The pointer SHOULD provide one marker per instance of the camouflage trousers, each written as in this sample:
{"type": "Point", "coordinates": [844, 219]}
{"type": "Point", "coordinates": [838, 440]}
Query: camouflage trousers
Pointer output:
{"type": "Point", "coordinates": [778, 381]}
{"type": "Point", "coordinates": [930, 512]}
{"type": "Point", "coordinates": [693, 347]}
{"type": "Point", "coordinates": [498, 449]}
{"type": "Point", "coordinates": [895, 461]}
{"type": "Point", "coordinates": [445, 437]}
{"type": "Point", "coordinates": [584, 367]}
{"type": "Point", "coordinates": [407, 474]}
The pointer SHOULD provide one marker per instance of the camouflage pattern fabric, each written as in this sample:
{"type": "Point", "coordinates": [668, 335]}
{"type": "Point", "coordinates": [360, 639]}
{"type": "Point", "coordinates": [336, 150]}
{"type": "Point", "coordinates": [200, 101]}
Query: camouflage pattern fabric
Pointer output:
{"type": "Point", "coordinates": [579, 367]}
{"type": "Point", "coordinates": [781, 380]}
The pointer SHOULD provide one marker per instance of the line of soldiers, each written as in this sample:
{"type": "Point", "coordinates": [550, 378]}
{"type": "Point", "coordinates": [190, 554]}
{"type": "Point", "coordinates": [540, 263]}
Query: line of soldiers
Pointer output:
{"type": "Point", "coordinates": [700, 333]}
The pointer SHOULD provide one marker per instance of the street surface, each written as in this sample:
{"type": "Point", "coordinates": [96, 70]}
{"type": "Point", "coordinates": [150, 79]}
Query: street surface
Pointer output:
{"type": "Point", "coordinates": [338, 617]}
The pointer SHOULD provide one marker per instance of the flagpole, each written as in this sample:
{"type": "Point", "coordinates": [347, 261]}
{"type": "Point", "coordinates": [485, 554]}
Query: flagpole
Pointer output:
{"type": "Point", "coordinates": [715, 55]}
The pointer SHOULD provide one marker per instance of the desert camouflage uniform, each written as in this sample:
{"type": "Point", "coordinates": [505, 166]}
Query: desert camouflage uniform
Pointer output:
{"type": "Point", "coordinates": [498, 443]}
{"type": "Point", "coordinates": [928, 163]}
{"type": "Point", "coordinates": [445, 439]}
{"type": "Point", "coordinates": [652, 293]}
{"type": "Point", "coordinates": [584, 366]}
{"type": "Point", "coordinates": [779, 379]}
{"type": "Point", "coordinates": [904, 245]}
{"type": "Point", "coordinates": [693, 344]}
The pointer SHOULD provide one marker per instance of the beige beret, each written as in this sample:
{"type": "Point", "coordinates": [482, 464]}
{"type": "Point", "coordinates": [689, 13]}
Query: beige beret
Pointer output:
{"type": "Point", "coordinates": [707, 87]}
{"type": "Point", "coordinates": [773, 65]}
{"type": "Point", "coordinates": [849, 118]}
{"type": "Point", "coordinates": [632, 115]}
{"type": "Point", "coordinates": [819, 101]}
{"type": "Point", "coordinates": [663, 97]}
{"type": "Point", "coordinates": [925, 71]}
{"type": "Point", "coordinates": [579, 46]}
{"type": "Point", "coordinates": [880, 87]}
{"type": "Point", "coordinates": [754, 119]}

— What you have to do —
Count the lines in the items above that contain the string "surface", and reply with the number only.

— Right answer —
2